Problem to work on:
Write the records out again, exactly.

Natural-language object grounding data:

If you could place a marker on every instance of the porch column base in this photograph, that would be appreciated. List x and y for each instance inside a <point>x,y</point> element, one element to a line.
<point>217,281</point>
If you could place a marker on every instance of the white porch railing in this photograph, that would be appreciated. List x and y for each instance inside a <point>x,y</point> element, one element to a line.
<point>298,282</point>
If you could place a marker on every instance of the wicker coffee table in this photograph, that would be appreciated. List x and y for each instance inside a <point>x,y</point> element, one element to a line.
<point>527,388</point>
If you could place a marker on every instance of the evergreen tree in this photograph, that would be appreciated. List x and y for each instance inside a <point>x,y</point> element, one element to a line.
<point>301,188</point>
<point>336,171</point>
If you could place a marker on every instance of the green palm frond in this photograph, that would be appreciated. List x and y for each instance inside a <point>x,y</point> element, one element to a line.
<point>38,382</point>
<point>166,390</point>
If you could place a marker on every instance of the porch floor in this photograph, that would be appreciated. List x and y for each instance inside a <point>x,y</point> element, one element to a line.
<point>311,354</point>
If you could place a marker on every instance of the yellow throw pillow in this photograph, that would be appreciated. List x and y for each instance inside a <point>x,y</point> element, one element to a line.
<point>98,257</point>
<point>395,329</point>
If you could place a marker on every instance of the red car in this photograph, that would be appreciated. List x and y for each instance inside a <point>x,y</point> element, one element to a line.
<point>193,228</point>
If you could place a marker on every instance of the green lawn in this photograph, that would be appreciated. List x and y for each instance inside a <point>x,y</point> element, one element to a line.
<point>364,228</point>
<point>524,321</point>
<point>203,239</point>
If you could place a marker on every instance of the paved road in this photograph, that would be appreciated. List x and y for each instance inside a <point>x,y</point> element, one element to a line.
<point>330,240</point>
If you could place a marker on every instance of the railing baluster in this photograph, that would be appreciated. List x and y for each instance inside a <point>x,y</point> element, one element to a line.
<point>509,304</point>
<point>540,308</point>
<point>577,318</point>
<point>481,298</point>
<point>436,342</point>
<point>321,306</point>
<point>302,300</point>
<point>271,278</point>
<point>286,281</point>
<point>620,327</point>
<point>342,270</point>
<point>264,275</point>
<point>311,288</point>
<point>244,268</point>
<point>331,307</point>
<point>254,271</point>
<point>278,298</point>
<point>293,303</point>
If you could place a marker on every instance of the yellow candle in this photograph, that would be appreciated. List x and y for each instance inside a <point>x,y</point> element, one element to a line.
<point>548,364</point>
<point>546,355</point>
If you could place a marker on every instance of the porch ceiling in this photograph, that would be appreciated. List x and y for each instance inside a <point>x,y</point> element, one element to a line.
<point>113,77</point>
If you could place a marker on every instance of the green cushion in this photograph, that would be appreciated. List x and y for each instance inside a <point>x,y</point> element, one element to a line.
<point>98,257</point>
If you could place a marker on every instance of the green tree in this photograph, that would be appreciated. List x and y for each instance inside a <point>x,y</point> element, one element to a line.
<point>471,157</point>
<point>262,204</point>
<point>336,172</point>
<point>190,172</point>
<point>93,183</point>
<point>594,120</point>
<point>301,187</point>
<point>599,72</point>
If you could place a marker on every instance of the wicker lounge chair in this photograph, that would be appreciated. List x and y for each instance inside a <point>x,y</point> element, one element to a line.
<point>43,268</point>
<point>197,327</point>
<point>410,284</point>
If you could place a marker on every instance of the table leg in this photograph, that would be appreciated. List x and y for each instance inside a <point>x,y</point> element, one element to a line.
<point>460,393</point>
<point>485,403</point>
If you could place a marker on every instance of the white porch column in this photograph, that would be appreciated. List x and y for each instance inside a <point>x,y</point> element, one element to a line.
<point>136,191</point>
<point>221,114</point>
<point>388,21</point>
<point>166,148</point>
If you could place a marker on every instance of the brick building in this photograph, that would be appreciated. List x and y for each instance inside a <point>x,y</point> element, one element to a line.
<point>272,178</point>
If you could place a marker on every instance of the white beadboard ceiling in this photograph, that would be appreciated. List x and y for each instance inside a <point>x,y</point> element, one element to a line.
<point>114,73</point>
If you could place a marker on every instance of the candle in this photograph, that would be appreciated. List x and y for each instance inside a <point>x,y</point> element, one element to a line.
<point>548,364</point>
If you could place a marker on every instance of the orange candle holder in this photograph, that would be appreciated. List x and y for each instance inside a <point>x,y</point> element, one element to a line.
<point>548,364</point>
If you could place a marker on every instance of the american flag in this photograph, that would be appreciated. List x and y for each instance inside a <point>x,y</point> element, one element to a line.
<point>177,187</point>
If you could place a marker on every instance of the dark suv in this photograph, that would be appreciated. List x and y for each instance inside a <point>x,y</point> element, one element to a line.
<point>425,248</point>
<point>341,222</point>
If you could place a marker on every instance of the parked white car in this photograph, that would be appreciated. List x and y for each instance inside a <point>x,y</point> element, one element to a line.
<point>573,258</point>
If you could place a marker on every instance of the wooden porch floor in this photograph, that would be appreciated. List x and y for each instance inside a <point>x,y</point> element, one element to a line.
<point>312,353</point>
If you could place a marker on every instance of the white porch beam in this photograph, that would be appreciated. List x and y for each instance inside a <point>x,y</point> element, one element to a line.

Answer to this problem:
If you could place a marker on every instance of the porch column base in this photograph, that would be appreciated. List x and y for each instance inside a <point>x,y</point> element, one element to a line.
<point>217,281</point>
If you could place a marker on every instance of the white porch railing in this photograph, that would be appreciated. List x and y for each instance inside a <point>x,y</point> element, one element to a line.
<point>298,282</point>
If you could place a marker on every instance of the wicker coffee table in this photograph, that would be appreciated. List x and y for each instance inside a <point>x,y</point> element, one element to a line.
<point>527,388</point>
If you could place a marker on every instance of the evergreen tree in this photograph, that would be appreciated. List x and y for each instance inside a <point>x,y</point> element, one element to a line.
<point>301,188</point>
<point>336,171</point>
If you could place a marker on every instance of the green palm frond in this photograph, that would be appreciated. List x and y for each instance inside a <point>x,y</point> element, one element to a line.
<point>38,382</point>
<point>166,390</point>
If you could place a marker on every instance of the porch floor in this photograph, that would be appreciated. List x and y for each instance inside a <point>x,y</point> element, one element to a line.
<point>311,354</point>
If you could place a marker on every instance of the yellow throw pillow in this photograph, that would be appreciated. List x and y for each instance inside a <point>x,y</point> element, one element to a line.
<point>98,257</point>
<point>395,329</point>
If you could place a marker on every instance of the red car in this photograph, that would be appreciated. List x and y for each instance inside a <point>x,y</point> element, one element to a line.
<point>193,228</point>
If you could place a marker on every instance of the green lawn in this photograph, that would be appreciated. List x and y for each instance inside a <point>x,y</point> element, one element to a line.
<point>364,228</point>
<point>524,321</point>
<point>203,239</point>
If you could place a marker on every instance of the paved road in this photograph, that would be appreciated. List x and y for each instance inside a <point>x,y</point> element, one element to a line.
<point>330,240</point>
If you could place a marker on every instance of the railing baluster in this photograph, that would be appreciated. List x and y for each instance inside a <point>x,y</point> element, one element to a line.
<point>509,304</point>
<point>540,308</point>
<point>577,318</point>
<point>481,298</point>
<point>436,342</point>
<point>321,306</point>
<point>302,300</point>
<point>271,278</point>
<point>286,281</point>
<point>620,327</point>
<point>342,270</point>
<point>264,275</point>
<point>311,288</point>
<point>244,268</point>
<point>331,307</point>
<point>254,271</point>
<point>278,298</point>
<point>293,303</point>
If you could place a marker on every instance of the yellow candle in this photograph, that would be appreciated. List x and y for each instance inside a <point>x,y</point> element, one element to a line.
<point>548,364</point>
<point>546,355</point>
If you could place a marker on every instance of the porch ceiling in this photograph, that would be appreciated. List x and y for each instance inside a <point>x,y</point> element, one element to a line.
<point>113,77</point>
If you could place a marker on every instance of the green cushion in this photograph, that would be appreciated. List x and y for each instance inside a <point>x,y</point> element, one element to a line.
<point>98,257</point>
If you could place a marker on every instance of the green tree in this photograph, that would be appreciated. List x and y for each instance inside a <point>x,y</point> element, one element to a line.
<point>471,157</point>
<point>262,204</point>
<point>336,172</point>
<point>190,172</point>
<point>93,183</point>
<point>594,120</point>
<point>301,187</point>
<point>599,72</point>
If you could place a marker on every instance of the wicker lounge chair in this photograph, that would be appreciated. List x and y for each instance inside a <point>x,y</point> element, one element to a line.
<point>43,268</point>
<point>197,327</point>
<point>410,284</point>
If you could place a marker on every instance of the table leg in this photograph, that would be appreciated. List x and y for each instance inside a <point>x,y</point> element, one element to a line.
<point>460,393</point>
<point>485,403</point>
If you could place a marker on every instance of the white porch column in this photograph, that would be appreciated. List x and y for each instance inside a <point>x,y</point> element, one element to a line.
<point>136,191</point>
<point>221,114</point>
<point>388,21</point>
<point>166,148</point>
If you could place a marker on every instance of the brick building in this photograph, that would be appreciated. List x and y for each instance inside a <point>x,y</point> element, one element to a line.
<point>272,178</point>
If you could place a marker on every instance of the white beadboard ceiling in this photograph, that would be appreciated. List x and y for each instance inside a <point>x,y</point> element, one element to a line.
<point>114,73</point>
If you could place a marker on every instance of the candle in this photograph, that would be appreciated. List x and y for each instance inside a <point>x,y</point> element, one element to a line.
<point>548,364</point>
If you could place a marker on every instance of the orange candle holder in this photograph, that would be appreciated. List x and y for each instance inside a <point>x,y</point> element, one element to a line.
<point>548,364</point>
If you could place a marker on every instance of the american flag in this photograph, that would be appreciated. List x and y for each instance inside a <point>x,y</point> element, one element to a line.
<point>177,187</point>
If you could place a marker on every instance of the dark suv in this photograph, that would be appreciated. List x and y for each instance inside a <point>x,y</point> element, one element to a line.
<point>425,248</point>
<point>341,222</point>
If you could place a marker on every instance of the parked white car in this photograph, that would be appreciated. List x and y for each instance inside a <point>x,y</point> element, one element to a line.
<point>573,258</point>
If you could place a marker on every instance of the wooden porch floor in this photograph, that would be appreciated. List x and y for each instance inside a <point>x,y</point> element, one element to a line.
<point>312,353</point>
If you could place a marker on every instance of the white porch beam in this photograph, that would be appreciated. List x and y for each instance inside a <point>x,y</point> element, one element to a line.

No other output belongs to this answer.